| WORK INSTRUCTIONS |
Quote exactly the lines running from the line with "Can you see the side" to the end of the entries, including both, and nothing else.

[Some records]
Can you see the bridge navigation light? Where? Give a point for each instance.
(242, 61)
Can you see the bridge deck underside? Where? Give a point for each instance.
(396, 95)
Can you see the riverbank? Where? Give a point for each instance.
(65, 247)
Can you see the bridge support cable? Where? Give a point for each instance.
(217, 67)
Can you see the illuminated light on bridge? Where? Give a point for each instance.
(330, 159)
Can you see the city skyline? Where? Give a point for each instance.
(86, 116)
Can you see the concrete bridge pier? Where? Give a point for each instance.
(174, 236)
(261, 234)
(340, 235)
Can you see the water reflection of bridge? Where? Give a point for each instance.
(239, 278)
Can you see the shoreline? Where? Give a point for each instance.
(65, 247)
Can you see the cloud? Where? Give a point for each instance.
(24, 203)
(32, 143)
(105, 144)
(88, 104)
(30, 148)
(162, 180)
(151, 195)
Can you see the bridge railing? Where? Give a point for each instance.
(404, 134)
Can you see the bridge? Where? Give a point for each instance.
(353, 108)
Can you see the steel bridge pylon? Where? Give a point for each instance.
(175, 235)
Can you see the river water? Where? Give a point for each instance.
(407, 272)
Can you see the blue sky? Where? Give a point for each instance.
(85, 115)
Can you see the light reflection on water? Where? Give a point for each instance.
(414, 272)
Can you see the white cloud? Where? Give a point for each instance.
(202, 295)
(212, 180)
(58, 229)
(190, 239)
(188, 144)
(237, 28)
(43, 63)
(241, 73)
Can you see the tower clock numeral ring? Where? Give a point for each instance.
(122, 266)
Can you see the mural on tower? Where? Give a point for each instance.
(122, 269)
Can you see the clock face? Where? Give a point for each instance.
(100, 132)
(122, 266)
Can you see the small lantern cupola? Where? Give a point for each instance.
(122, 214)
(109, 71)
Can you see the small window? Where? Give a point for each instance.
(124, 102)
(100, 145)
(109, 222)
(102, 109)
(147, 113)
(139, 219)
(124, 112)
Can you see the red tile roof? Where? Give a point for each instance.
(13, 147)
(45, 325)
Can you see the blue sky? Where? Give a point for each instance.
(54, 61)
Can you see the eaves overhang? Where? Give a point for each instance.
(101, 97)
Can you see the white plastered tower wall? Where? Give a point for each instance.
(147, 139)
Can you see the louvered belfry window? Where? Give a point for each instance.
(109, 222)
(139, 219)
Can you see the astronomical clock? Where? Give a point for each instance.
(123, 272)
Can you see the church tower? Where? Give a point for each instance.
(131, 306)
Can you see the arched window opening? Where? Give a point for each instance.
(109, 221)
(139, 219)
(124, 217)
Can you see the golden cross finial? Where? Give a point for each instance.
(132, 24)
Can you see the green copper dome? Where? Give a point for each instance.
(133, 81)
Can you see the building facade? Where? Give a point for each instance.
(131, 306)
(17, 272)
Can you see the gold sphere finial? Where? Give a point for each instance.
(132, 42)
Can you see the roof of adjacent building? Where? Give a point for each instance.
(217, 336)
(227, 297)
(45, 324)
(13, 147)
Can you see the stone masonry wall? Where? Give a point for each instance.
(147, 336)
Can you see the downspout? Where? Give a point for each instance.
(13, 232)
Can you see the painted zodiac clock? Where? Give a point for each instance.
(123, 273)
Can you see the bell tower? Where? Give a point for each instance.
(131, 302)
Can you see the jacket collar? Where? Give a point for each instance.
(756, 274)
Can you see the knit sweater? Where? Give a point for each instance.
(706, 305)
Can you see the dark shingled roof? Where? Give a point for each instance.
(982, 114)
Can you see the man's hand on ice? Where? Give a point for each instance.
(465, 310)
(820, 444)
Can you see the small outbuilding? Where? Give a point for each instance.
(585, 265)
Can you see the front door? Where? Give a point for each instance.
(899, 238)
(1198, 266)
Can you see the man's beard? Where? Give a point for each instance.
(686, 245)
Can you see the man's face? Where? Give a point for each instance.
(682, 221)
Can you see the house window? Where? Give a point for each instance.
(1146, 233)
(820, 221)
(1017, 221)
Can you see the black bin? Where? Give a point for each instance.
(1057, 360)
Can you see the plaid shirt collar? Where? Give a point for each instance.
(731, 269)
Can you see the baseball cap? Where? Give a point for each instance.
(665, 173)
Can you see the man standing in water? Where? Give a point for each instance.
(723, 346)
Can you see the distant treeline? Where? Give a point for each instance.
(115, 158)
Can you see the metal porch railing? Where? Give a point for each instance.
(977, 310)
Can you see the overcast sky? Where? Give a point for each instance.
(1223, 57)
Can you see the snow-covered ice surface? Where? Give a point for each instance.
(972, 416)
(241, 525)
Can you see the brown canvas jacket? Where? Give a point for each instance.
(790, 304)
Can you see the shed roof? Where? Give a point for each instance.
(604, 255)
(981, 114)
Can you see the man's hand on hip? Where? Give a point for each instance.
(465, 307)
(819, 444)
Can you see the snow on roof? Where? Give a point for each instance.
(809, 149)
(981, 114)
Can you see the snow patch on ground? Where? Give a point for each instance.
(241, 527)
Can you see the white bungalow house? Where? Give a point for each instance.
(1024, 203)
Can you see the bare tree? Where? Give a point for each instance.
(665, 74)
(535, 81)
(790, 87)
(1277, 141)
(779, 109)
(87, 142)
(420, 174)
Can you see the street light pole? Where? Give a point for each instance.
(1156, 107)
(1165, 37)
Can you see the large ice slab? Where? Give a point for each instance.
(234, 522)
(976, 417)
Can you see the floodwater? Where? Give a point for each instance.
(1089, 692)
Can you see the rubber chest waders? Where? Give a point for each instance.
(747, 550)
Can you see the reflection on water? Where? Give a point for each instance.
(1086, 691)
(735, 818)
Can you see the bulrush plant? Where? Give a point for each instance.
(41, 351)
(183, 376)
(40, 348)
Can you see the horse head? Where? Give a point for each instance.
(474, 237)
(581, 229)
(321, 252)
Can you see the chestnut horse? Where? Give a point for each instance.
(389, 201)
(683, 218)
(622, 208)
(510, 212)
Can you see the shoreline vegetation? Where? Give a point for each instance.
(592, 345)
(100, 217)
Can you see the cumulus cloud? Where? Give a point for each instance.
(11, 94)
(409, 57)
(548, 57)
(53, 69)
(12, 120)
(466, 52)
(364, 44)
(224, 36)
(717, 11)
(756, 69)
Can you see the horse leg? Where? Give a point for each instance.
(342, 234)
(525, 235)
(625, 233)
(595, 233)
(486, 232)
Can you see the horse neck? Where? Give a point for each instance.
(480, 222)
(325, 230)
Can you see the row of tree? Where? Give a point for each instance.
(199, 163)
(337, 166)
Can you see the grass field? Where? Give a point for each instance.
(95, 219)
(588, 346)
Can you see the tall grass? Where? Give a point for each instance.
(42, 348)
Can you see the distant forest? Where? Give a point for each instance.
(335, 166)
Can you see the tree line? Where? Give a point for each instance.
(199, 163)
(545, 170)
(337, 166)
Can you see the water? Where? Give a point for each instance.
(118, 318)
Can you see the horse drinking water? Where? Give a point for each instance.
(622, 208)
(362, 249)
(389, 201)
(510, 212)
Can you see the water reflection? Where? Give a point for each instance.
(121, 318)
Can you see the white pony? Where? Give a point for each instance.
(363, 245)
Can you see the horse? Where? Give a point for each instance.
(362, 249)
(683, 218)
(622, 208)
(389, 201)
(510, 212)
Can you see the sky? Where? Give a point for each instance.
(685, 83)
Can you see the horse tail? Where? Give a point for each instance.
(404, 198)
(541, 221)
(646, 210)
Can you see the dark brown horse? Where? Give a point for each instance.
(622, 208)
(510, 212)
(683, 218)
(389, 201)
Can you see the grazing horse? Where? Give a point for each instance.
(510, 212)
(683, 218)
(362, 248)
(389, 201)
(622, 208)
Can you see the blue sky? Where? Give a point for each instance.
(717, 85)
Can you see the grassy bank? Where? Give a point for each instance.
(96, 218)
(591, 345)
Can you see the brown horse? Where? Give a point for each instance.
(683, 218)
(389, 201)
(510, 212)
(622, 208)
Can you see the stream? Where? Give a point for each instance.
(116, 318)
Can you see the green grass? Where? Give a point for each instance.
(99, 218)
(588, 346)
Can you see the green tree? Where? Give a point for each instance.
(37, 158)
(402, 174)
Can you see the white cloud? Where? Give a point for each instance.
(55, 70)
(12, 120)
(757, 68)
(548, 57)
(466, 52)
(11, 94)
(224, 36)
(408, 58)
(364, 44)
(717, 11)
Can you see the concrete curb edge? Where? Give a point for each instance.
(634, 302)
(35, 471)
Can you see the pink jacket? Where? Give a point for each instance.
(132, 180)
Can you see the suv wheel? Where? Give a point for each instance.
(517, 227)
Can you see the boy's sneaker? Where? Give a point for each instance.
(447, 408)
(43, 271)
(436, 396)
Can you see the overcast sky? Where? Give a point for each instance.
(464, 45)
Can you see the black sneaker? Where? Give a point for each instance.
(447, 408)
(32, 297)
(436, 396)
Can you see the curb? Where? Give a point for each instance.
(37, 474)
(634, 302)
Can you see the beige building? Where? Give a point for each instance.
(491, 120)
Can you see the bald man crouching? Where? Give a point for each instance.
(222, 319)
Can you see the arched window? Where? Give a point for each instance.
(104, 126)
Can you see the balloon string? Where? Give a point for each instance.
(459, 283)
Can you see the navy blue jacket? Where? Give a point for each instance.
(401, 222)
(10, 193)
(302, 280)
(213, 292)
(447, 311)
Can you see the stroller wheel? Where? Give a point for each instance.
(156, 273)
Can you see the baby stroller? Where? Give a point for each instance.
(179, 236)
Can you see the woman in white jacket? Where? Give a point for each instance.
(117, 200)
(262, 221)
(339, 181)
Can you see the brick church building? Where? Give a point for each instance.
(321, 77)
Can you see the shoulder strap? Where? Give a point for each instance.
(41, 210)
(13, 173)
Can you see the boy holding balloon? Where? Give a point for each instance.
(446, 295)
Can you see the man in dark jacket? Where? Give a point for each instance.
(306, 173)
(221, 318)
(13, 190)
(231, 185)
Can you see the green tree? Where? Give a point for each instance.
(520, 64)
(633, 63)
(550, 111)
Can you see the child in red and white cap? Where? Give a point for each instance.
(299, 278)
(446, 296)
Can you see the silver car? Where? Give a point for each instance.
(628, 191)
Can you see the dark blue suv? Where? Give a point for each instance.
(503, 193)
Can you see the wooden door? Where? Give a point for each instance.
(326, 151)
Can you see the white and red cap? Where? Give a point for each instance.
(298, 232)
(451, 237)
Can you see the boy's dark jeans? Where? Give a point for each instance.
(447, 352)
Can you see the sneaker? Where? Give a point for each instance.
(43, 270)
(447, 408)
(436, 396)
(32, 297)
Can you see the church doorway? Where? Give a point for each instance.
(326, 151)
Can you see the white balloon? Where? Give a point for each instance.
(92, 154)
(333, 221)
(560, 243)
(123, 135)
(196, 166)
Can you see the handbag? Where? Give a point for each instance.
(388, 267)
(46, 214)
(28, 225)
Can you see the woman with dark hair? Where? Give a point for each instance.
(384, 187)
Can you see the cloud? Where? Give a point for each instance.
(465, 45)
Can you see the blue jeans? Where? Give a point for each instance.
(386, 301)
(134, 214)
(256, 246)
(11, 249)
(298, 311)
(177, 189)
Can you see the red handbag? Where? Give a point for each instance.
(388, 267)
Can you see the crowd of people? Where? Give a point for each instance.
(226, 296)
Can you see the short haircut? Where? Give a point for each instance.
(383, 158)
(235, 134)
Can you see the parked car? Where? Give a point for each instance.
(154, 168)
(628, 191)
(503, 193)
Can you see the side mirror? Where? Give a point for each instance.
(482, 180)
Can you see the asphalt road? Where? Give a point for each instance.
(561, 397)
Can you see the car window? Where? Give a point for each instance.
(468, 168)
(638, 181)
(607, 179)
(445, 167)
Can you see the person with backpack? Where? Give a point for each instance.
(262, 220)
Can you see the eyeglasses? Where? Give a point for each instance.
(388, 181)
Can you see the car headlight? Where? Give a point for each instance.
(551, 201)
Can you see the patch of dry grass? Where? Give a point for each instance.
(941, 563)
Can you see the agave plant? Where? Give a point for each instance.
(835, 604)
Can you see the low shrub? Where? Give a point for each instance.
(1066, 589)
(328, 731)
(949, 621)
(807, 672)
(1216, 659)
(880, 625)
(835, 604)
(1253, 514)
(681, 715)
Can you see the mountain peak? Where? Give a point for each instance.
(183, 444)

| RESPONSE |
Can you see the side mirror? Where? Give a point for each instance.
(482, 180)
Can you see the asphalt road? Where? Give a point for each instance.
(561, 397)
Can you see the car window? Where? Give a point for each instance.
(468, 168)
(638, 181)
(607, 179)
(445, 167)
Can you see the person with backpack? Where? Give a point for each instance.
(262, 220)
Can you see the eyeglasses? Where? Give a point for each instance.
(388, 181)
Can you see the car headlight? Where? Give a point for each instance.
(551, 201)
Can you see the patch of dry grass? Where? Give a point for each instance.
(941, 563)
Can you see the agave plant? Where? Give a point for each instance.
(835, 604)
Can you see the low shrub? Where? Give a point for each instance.
(1066, 589)
(328, 731)
(949, 621)
(807, 672)
(1216, 659)
(880, 625)
(835, 604)
(1253, 514)
(681, 715)
Can you see the mountain peak? Where? Give a point for each instance.
(183, 444)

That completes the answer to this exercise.